Alıntı
§ §

İnsan sağlığı iklim değişikliği politikasının merkezinde olmalı

Didem Eryar ÜNLÜ
Didem Eryar ÜNLÜ YAKIN PLAN

Küresel olarak 2023’de, 65 yaş üstü kişilerde sıcaklığa bağlı ölümler 1990’lara oranla yüzde 167 gibi bir rekor artış gösterdi. Sıcak hava dalgaları ve kuraklıklar, 2022’de 124 ülkede 151 milyon daha fazla insanın orta ve şiddetli gıda güvensizliği yaşamasına neden oldu. Lancet Sağlık ve İklim Değişikliği Geri Sayım 2024 Raporu’na göre aşırı hava olaylarından kaynaklanan ekonomik kayıpların toplam yıllık değeri 2019-2023 yılları arasında 227 milyar dolara ulaştı.

2023 yılı, kalıcı kuraklıklar, ölümcül sıcak hava dalgaları ve yıkıcı orman yangınları, fırtınalar ve seller ile dünya çapında insanların sağlığı, yaşamları ve geçim kaynakları üzerinde feci etkileri olan, kayıtlara geçen en sıcak yıl oldu.

Sıcağa bağlı ölümler hızla artmaya devam ediyor ve yüksek ısınma senaryosunda soğuğa bağlı ölümleri geçmesi bekleniyor. Küresel olarak 2023 yılında, 65 yaş üstü kişilerde sıcaklığa bağlı ölümler 1990’lardaki ölümlere göre yüzde 167 gibi rekor bir oranda arttı.

2023 yılında dünya genelinde insanlar, yürüyüş veya bisiklete binme gibi hafif açık hava egzersizleri yaparken orta derecede ısı stresi riski oluşturan ortalama bin 512 saatlik tüm zamanların en yüksek sıcaklığına maruz kaldı.

Son on yılda (2014-2023), küresel kara alanının yüzde 61’inde 1961- 1990 ortalamasına kıyasla aşırı yağış olaylarında artış görüldü; bu da sel, bulaşıcı hastalık ve su kirliliği riskini artırdı.

§ §

Sağlanan veriler

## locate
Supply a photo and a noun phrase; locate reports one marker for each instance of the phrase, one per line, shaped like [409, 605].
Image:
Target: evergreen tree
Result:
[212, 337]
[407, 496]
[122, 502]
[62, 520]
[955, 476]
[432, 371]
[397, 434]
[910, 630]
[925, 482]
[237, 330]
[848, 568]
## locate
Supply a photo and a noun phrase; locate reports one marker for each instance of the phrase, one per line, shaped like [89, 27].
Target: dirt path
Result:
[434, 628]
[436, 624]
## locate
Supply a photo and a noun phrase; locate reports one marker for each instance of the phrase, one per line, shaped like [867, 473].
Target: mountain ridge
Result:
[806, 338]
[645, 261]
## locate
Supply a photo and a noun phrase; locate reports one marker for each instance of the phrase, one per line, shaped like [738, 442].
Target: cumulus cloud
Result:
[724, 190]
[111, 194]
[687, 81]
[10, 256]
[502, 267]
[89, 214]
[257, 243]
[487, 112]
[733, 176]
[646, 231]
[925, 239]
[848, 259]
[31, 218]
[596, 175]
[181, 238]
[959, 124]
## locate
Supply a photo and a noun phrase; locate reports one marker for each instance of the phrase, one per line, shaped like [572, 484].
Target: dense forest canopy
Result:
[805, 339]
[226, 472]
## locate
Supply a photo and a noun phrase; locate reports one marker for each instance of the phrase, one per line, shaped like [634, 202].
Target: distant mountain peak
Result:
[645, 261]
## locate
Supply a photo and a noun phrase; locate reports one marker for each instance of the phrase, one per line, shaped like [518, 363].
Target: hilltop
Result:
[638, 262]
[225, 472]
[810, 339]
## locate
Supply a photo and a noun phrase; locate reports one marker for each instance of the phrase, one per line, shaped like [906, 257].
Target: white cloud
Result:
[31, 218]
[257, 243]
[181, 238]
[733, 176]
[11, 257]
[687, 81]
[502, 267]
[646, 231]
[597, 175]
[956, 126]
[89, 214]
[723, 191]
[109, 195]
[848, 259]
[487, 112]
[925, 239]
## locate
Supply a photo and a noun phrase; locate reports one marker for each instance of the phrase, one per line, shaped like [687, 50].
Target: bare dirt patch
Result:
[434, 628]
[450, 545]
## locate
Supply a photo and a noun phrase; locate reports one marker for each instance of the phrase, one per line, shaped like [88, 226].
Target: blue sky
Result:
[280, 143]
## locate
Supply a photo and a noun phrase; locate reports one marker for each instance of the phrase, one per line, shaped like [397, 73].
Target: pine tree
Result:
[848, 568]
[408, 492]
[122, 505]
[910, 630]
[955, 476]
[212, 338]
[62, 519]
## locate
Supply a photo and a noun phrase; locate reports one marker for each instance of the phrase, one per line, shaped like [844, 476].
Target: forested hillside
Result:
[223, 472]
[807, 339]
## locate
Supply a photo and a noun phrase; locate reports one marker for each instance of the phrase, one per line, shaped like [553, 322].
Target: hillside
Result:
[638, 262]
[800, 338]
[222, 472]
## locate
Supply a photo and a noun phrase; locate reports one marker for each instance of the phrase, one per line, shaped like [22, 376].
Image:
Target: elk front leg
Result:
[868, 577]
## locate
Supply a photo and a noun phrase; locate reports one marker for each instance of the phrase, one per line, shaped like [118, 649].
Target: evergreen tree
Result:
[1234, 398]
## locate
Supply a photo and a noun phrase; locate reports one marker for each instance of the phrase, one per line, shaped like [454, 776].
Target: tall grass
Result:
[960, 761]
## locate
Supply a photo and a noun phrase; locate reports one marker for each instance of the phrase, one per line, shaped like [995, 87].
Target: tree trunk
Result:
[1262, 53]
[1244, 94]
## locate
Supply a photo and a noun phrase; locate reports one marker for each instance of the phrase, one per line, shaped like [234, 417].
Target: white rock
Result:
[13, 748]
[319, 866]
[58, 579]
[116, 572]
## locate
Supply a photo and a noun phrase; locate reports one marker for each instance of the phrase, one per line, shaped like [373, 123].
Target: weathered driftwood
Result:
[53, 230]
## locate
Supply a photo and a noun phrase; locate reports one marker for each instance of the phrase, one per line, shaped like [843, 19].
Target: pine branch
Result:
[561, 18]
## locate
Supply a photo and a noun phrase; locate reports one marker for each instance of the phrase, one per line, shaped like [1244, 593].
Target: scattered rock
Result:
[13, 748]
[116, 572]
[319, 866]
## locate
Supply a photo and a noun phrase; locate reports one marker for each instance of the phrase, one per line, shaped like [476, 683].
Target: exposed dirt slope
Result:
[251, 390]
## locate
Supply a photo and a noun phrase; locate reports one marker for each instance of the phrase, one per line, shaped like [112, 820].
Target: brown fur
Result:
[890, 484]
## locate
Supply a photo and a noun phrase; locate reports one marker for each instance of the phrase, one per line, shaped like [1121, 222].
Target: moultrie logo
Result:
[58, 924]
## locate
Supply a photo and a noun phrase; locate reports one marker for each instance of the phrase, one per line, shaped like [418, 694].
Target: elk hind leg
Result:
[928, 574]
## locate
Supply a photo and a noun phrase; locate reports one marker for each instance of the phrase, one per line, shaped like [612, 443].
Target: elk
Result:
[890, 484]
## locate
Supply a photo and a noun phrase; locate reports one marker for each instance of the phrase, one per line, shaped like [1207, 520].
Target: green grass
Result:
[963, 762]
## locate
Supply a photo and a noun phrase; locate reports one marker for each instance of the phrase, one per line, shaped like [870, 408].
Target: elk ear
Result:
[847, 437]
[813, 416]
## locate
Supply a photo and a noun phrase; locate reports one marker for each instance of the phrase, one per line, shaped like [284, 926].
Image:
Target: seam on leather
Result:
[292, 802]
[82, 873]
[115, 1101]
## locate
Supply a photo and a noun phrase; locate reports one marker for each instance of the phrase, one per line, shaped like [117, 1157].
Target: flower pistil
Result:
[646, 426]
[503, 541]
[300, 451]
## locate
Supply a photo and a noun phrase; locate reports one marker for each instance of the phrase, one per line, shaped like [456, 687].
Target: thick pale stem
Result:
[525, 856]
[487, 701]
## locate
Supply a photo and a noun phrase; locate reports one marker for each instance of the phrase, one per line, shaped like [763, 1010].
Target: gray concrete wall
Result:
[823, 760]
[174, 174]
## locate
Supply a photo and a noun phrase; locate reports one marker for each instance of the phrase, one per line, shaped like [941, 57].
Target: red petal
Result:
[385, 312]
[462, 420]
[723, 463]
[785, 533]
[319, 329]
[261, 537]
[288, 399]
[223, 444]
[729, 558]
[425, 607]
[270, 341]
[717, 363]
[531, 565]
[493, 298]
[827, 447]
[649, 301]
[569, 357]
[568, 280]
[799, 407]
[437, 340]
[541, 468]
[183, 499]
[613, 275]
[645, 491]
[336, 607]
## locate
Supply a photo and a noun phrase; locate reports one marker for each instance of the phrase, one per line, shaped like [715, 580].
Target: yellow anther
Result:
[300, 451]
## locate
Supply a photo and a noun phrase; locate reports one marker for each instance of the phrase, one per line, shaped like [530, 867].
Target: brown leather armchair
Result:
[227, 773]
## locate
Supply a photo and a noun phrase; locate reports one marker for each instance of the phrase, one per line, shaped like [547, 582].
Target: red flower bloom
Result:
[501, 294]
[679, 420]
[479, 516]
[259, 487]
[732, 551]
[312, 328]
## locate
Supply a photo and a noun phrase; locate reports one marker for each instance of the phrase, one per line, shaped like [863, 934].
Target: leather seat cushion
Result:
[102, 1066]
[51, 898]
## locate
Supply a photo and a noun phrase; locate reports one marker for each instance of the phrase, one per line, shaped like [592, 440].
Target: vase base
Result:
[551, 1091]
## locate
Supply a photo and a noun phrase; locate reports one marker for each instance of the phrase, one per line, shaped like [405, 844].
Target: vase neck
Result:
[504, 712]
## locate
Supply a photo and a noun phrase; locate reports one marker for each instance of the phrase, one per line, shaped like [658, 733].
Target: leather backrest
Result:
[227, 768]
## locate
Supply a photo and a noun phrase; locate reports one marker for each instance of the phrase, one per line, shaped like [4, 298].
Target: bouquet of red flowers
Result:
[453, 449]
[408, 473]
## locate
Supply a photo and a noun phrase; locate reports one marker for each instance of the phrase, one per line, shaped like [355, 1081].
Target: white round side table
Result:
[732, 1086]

§ §

Görevler
A – İklim değişikliği ve sağlık yazısındaki şu cümleyi İngilizceye çevirin: "2023 yılı, kalıcı kuraklıklar, ölümcül sıcak hava dalgaları ve yıkıcı orman yangınları, fırtınalar ve seller ile dünya çapında insanların sağlığı, yaşamları ve geçim kaynakları üzerinde feci etkileri olan, kayıtlara geçen en sıcak yıl oldu."
B – İklim değişikliği ve sağlık yazısının devamını lütfen yazın.

Görev sonuçları
A – 2023 was the hottest year on record, with persistent droughts, deadly heat waves, and devastating wildfires, storms, and floods having catastrophic effects on the health, lives, and livelihoods of people around the world.

B –
Sıcak hava dalgaları ve kuraklıklar, 2022 yılında 124 ülkede 151 milyon daha fazla insanın orta ve şiddetli gıda güvensizliği yaşamasına neden oldu.

İklim değişikliğinin etkileri mevcut eşitsizlikleri de attırmaya devam etti. Sağlığı tehdit eden sıcak gün sayısı, insani gelişme endeksi düşük olan ülkelerde daha yüksek gerçekleşti. Artan sıcaklıklar 2023 yılında küresel olarak 512 milyar potansiyel iş gücü kaybına ve 835 milyar dolar eşdeğer küresel potansiyel gelir kaybına yol açtı.

Ekonomik kayıplar 2019-2023 arasında 227 milyar dolar oldu

Lancet Sağlık ve İklim Değişikliği Geri Sayım 2024 Raporu, fosil yakıtları finanse etmek için harcanan trilyonlarca doların yeniden yönlendirilmesi ve dünya çapında milyarlarca insanın sağlığına zarar vermek yerine net sıfır sera gazı ekonomisine hızlı ve adil bir geçiş için kullanılması çağrısında bulunuyor.

Rapor, aşırı hava olaylarından kaynaklanan ekonomik kayıpların toplam yıllık değerinin 2019-2023 yılları arasında 227 milyar dolar olduğu tahmininde bulunuyor. Bu değer dünya ekonomilerinin yüzde 60’ının GSYH’sini aşıyor.

İklim eylemi finansman eksikliği nedeniyle sınırlanırken, fosil yakıt yatırımı 2023›te küresel enerji yatırımının yüzde 36,6›sını çekmeye devam etti.

2022 yılında, raporda analiz edilen 86 ülkeden 72’si fosil yakıtları toplamda 1,4 trilyon dolar gibi rekor bir net tutarda sübvanse ederek COP28’de iklim eylemini desteklemek için verilen mali taahhütleri gölgede bıraktı.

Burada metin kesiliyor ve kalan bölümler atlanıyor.